ZU ERSTELLEN:
Beantworte anhand des Textauszugs zum Straßenverkehrsgesetz diese Fragen:
(a) Ab welchem Promillewert ahndet Paragraf 24a das Fahren?
(b) Welche drei Folgen entfallen durch das medizinische Privileg?
(c) Welchen Beruf hat Daldrup?

GEZEIGTER TEXTAUSZUG:
*****

Straßenverkehrsgesetzt drückt ein Auge zu

Das Straßenverkehrsgesetz drückt dagegen ein Auge zu. Paragraf 24a, der neben dem Fahren mit mehr als 0,5 Promille auch Fahren unter Drogeneinfluss ahndet, enthält ein medizinisches Privileg: Geldbuße, Fahrverbot und Punkte in Flensburg entfallen, „wenn die Substanz aus der bestimmungsgemäßen Einnahme eines für einen konkreten Krankheitsfall verschriebenen Arzneimittels herrührt“. Anders als bei Tabletten, deren Dosis ein Arzt klar verordnet habe, sei der richtige Gebrauch beim Rauchen eines medizinischen Joints kaum zu belegen, bemängelt der Rechtsmediziner Daldrup.

*****

GEGEBENE DATENSÄTZE:
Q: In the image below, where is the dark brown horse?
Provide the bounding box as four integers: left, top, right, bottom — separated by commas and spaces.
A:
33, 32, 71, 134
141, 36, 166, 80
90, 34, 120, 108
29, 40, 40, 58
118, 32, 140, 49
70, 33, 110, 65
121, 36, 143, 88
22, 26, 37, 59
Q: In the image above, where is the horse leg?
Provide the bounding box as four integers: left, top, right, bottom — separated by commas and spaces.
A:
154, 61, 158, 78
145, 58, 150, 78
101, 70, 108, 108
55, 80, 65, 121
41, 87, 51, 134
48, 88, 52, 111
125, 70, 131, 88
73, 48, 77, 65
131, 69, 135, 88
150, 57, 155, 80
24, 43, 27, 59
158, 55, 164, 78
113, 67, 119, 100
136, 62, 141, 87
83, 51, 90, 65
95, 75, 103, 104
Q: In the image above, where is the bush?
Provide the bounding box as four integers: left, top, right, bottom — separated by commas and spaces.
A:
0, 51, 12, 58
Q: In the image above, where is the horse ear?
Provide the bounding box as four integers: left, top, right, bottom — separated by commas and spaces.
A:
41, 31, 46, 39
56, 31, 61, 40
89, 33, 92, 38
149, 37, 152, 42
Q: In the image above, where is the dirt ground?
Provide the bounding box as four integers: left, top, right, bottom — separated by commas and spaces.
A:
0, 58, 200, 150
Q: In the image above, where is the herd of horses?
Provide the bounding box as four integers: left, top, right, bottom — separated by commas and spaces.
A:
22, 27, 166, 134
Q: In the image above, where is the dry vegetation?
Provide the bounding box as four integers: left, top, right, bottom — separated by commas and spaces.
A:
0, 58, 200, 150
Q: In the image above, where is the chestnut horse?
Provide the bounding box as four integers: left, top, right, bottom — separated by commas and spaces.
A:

*****

LÖSUNG:
(a) Ab mehr als 0,5 Promille.
(b) Geldbuße, Fahrverbot und Punkte in Flensburg.
(c) Er ist Rechtsmediziner.